Requirements:
Set out the rows below, from the line containing "Each returned point MUST lie on the matching gold evil" through the end of the rows, as a Markdown table with the columns Number and Line, omitting any blank lines.

** BEGIN Supplied records **

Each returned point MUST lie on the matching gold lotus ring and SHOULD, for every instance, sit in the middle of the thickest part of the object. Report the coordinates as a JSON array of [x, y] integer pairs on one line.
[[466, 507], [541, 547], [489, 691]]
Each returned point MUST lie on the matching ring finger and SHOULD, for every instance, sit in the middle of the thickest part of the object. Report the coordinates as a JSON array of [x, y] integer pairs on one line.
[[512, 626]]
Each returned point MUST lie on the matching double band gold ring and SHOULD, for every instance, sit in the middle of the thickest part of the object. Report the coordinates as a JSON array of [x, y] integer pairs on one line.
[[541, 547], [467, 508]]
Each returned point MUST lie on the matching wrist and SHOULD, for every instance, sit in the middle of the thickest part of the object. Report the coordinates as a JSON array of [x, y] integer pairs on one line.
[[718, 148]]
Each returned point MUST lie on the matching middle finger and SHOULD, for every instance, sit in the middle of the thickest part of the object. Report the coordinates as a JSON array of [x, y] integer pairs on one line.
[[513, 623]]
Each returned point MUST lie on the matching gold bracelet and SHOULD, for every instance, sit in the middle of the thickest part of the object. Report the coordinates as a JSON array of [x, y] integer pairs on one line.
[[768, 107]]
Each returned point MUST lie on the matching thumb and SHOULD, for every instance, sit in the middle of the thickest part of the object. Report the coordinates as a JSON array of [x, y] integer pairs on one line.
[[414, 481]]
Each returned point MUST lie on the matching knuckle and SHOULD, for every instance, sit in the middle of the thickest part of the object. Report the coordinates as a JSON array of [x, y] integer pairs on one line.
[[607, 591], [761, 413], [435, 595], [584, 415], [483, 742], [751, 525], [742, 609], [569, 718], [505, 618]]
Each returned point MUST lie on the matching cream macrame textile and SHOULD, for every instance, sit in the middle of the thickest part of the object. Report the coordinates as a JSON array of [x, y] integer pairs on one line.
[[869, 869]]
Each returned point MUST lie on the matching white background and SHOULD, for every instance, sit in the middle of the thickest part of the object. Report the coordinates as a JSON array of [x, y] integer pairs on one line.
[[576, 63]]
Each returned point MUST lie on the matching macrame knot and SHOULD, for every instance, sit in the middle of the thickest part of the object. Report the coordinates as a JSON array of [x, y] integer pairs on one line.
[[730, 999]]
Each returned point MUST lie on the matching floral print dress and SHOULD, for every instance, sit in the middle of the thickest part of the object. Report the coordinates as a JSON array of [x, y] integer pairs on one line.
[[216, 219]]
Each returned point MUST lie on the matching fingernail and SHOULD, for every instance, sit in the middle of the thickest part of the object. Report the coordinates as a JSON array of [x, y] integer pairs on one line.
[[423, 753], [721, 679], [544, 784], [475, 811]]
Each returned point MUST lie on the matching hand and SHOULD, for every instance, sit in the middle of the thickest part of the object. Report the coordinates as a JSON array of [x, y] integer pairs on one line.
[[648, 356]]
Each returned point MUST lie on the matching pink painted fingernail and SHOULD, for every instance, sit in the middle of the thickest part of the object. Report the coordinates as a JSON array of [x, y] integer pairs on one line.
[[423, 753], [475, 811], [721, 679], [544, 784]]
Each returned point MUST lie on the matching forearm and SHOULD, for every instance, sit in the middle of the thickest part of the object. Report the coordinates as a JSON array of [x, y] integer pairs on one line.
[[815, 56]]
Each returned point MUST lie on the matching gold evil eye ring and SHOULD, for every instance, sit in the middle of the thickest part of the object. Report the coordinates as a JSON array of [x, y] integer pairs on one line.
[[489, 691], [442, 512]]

** END Supplied records **

Reply to the task:
| Number | Line |
|---|---|
| 1 | Each returned point MUST lie on the matching gold evil eye ring and SHOULD, for every instance, sit in the middle of the thickest part of the object. Report the coordinates as a JSON array of [x, y] integer pairs on one line. |
| 2 | [[489, 691], [442, 512]] |